● **Job**
List every line of the records below that contains the string "stainless".

● **Data supplied**
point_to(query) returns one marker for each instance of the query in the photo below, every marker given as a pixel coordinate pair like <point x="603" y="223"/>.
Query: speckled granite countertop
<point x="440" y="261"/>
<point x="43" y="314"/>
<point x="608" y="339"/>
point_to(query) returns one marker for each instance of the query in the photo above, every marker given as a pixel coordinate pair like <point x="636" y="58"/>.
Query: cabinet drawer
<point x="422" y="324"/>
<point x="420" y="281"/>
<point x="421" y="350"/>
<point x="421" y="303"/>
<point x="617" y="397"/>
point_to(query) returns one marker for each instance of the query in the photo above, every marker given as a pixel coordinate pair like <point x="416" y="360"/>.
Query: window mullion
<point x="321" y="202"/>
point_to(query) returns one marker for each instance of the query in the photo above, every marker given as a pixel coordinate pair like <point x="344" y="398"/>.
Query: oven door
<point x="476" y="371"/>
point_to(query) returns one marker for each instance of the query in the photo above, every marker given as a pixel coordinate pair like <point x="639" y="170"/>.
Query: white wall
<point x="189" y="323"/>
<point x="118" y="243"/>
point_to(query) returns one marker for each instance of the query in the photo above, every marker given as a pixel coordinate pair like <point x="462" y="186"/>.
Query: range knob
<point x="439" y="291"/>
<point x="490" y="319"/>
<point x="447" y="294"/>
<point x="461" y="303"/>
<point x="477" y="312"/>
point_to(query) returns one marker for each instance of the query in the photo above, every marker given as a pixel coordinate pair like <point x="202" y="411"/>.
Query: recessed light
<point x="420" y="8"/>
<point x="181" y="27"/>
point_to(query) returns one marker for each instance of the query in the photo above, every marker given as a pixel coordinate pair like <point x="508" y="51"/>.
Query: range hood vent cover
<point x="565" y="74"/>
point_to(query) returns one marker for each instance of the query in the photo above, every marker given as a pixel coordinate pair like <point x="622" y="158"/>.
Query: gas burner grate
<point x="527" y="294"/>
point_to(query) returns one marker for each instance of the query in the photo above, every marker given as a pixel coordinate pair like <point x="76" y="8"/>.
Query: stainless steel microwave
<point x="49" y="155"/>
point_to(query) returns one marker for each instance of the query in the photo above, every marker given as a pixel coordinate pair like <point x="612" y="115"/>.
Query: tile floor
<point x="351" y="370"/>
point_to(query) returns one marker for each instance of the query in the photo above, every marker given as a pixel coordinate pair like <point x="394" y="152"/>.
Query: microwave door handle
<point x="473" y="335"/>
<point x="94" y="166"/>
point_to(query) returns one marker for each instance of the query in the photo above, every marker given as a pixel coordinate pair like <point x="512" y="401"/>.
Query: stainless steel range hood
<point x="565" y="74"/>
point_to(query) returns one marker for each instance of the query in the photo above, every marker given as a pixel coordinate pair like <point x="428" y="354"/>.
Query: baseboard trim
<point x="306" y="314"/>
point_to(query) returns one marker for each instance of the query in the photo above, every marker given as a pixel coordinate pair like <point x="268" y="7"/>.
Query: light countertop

● **Task output**
Query: stainless steel microwave
Query: stainless steel range hood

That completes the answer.